Stated goal: Which lines in the data below contain the string "windshield"? List every one of them in full, counting only matches with the same case.

** BEGIN **

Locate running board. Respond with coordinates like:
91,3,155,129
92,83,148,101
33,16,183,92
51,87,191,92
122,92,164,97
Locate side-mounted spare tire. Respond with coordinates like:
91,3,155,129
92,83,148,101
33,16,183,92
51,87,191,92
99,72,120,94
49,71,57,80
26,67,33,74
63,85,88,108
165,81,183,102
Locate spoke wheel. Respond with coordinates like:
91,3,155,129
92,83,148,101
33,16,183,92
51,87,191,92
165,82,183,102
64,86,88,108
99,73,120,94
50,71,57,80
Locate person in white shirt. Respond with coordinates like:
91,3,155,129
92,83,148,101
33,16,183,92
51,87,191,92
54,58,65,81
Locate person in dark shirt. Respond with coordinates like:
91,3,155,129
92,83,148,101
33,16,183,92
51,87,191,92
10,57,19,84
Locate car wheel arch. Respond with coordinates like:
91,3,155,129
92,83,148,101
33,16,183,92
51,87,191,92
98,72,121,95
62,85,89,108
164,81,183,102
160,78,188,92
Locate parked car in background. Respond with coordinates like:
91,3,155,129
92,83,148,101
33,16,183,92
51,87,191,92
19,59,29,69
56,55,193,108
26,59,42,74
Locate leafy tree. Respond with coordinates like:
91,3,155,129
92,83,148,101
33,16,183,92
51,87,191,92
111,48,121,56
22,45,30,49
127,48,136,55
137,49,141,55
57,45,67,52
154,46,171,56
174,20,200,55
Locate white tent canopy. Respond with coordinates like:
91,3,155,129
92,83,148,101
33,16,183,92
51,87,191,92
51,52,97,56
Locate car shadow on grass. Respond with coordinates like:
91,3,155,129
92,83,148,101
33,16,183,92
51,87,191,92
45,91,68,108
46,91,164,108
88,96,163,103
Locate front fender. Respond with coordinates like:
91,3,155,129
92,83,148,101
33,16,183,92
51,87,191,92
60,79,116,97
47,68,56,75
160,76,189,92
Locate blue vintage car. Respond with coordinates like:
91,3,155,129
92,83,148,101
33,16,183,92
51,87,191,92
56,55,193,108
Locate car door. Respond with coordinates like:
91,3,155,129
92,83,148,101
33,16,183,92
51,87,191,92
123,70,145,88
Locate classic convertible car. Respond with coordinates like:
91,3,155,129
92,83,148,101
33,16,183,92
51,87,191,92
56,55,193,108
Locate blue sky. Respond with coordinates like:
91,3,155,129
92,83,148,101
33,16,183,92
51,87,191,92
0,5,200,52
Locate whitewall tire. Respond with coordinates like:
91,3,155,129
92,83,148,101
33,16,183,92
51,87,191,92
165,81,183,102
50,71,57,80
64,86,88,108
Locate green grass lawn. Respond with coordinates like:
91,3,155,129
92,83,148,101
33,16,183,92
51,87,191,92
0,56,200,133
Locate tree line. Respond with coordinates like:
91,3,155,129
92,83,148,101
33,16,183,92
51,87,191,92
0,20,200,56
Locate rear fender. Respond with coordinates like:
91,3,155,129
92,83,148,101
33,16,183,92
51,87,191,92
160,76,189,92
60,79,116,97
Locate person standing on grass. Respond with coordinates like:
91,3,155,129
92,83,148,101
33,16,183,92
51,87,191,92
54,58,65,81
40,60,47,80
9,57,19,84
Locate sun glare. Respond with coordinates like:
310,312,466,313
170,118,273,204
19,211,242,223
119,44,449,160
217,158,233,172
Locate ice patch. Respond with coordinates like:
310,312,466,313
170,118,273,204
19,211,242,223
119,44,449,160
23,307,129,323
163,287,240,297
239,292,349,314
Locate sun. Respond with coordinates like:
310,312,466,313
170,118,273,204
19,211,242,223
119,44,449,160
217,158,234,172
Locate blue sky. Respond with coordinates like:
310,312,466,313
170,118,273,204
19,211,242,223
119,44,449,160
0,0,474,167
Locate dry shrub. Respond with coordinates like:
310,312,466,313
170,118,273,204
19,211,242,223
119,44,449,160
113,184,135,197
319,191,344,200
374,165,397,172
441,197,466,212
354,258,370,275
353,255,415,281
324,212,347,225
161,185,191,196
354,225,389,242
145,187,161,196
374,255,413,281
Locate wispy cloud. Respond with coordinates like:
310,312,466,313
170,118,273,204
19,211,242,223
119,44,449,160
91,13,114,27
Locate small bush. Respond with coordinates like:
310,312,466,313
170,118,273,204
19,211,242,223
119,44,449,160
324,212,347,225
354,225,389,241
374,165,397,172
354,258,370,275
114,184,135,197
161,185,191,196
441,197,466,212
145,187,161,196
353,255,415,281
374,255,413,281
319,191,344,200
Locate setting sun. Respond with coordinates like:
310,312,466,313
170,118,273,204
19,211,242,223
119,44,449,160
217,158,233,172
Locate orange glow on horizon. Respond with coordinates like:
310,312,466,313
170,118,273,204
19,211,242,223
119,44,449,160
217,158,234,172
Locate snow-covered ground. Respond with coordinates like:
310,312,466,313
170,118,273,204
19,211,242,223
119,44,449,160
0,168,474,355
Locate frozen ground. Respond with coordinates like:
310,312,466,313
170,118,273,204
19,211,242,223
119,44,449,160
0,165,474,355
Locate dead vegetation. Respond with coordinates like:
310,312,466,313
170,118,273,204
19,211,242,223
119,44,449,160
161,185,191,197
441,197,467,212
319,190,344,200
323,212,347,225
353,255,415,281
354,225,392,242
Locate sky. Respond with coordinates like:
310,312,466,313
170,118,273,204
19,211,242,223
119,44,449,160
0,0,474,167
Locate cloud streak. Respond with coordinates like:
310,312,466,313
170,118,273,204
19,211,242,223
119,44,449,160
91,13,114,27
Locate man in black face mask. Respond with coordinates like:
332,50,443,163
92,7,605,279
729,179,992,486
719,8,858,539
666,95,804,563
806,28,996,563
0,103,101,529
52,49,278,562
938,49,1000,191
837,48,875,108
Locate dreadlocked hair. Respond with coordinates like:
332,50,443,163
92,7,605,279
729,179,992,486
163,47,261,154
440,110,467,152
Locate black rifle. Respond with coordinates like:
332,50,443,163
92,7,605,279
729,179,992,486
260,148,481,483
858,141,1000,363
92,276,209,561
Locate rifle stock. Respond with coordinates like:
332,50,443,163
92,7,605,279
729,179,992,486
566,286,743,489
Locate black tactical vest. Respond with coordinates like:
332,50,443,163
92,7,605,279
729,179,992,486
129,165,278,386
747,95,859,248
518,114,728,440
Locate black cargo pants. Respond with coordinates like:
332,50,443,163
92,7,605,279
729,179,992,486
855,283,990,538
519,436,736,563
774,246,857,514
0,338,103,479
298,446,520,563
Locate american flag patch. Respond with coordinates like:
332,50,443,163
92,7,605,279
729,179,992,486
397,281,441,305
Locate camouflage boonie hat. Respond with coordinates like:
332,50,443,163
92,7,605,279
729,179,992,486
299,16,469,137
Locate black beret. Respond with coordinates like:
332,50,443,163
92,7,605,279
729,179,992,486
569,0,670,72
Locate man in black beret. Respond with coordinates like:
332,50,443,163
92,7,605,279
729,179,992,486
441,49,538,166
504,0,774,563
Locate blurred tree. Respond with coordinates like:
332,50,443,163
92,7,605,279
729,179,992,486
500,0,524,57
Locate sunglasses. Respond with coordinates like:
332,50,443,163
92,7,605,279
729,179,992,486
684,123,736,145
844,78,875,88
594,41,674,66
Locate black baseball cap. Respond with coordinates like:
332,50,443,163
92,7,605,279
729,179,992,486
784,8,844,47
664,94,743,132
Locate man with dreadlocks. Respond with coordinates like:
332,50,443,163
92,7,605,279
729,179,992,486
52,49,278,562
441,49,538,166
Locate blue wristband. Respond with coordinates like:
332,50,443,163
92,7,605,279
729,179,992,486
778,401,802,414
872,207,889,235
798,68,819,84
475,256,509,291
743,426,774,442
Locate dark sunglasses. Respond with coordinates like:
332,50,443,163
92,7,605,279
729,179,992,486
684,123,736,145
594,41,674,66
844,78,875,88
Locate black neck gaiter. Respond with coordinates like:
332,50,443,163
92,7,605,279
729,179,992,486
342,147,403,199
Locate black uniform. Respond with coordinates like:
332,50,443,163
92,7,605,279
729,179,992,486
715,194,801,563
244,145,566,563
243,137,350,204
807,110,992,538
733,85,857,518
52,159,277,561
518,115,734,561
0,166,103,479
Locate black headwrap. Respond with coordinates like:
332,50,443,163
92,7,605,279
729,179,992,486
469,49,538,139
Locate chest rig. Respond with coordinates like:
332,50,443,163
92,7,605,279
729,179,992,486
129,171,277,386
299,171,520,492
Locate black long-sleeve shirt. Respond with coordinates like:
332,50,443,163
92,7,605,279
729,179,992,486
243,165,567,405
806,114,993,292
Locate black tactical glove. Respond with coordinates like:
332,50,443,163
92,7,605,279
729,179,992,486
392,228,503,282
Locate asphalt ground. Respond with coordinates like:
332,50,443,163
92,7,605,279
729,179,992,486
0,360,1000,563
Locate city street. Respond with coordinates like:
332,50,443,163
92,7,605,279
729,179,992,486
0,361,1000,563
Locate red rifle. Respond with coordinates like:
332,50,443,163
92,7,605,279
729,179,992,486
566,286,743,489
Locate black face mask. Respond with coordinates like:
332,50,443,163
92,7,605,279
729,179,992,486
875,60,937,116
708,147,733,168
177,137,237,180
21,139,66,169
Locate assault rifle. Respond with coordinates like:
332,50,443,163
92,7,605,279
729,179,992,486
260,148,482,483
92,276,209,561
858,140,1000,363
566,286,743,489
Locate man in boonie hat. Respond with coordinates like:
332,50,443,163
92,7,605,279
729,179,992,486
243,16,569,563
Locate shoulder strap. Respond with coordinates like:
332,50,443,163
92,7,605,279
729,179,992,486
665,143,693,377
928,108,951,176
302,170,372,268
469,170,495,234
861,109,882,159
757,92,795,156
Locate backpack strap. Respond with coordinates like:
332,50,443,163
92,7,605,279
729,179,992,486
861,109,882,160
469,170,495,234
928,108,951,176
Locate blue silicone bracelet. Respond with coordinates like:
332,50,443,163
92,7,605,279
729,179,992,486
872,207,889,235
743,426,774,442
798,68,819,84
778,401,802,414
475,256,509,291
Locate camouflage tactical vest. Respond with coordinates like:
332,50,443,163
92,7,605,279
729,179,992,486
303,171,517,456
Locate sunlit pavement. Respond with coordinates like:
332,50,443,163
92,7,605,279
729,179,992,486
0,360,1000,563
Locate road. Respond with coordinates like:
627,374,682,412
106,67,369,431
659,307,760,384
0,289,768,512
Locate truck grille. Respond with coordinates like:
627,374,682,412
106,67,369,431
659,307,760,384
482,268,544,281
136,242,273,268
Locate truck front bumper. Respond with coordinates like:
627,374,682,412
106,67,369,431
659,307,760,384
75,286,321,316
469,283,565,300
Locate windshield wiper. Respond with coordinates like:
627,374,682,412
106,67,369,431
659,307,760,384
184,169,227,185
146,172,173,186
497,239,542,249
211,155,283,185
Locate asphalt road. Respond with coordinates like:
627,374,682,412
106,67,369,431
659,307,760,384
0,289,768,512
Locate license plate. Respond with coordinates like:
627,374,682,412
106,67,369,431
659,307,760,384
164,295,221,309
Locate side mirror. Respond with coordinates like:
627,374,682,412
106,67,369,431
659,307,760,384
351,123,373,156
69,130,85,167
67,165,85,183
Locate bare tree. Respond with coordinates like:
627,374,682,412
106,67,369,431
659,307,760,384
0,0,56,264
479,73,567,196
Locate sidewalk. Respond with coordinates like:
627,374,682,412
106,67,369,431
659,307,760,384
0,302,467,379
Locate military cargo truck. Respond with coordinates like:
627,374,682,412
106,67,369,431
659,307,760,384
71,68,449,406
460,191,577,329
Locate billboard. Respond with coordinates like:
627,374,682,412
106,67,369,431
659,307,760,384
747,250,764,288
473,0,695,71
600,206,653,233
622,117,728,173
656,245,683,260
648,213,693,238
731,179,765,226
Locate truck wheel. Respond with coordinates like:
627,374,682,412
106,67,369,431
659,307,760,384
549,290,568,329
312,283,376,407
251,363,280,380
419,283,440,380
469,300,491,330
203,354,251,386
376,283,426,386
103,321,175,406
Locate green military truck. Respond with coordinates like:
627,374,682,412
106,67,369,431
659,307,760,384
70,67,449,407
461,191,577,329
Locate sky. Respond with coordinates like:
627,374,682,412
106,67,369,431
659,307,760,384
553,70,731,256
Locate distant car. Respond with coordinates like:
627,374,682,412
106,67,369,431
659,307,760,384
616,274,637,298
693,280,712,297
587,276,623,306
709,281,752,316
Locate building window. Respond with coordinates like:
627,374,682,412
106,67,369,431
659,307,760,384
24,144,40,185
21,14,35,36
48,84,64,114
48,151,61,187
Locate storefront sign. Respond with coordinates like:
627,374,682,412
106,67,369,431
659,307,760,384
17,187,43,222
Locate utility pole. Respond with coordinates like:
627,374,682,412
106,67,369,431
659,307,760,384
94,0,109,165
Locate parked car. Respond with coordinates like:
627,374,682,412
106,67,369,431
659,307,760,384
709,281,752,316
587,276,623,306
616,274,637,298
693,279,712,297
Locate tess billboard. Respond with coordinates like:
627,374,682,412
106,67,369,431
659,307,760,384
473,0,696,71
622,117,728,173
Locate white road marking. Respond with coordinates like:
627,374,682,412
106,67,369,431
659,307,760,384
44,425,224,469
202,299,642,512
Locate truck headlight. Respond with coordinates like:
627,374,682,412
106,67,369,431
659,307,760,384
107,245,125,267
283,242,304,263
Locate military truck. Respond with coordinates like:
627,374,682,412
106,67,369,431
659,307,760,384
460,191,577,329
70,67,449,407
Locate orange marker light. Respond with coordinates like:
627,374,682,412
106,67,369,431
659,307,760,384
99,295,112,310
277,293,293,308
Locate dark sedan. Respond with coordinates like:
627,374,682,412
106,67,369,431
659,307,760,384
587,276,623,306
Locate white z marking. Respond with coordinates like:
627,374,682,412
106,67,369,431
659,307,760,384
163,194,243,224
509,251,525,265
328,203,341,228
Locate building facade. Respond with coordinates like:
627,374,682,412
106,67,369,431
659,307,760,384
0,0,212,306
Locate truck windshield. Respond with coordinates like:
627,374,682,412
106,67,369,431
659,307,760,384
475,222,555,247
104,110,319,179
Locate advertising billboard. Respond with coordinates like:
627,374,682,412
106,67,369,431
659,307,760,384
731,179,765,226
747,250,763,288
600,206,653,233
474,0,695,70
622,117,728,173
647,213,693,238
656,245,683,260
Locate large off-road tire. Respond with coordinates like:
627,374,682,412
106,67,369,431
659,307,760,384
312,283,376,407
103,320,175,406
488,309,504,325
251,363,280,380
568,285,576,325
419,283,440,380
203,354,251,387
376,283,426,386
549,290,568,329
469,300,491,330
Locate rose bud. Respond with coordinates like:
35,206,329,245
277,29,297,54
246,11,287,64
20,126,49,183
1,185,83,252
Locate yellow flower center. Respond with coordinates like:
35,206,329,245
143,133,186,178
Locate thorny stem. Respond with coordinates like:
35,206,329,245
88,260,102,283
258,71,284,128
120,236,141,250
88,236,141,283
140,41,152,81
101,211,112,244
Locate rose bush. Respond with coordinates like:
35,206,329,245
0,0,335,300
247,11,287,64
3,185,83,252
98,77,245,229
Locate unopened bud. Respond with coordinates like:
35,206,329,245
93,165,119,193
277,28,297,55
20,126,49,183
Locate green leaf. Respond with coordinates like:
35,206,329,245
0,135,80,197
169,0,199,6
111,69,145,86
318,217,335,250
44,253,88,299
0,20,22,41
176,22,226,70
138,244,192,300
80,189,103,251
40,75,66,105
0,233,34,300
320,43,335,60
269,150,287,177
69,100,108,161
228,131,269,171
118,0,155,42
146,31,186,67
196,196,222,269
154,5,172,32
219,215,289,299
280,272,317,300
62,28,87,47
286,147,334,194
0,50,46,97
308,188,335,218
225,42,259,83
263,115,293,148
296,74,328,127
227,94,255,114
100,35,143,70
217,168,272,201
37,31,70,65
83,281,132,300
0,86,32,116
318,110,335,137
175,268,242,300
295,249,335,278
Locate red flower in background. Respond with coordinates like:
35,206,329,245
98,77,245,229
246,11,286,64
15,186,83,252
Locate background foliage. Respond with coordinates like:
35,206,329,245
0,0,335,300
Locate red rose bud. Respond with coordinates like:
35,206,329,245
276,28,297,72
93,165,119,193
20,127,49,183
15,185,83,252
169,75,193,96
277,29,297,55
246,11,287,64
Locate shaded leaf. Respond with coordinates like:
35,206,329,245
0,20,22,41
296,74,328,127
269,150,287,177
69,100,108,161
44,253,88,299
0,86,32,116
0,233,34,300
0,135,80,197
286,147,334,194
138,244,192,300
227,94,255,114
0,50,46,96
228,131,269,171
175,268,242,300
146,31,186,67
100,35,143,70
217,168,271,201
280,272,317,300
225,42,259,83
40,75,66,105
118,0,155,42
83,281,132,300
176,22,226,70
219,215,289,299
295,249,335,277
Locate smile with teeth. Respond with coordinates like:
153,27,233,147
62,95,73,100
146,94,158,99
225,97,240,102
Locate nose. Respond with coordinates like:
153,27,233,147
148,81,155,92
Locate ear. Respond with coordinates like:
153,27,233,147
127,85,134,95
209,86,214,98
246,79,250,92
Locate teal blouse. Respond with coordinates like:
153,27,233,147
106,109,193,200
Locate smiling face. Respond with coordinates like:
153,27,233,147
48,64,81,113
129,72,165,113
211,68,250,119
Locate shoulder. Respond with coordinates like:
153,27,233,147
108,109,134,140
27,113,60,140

** END **

Task response:
Locate windshield wiper. Respond with coordinates like:
Locate truck windshield. Respond with coordinates like:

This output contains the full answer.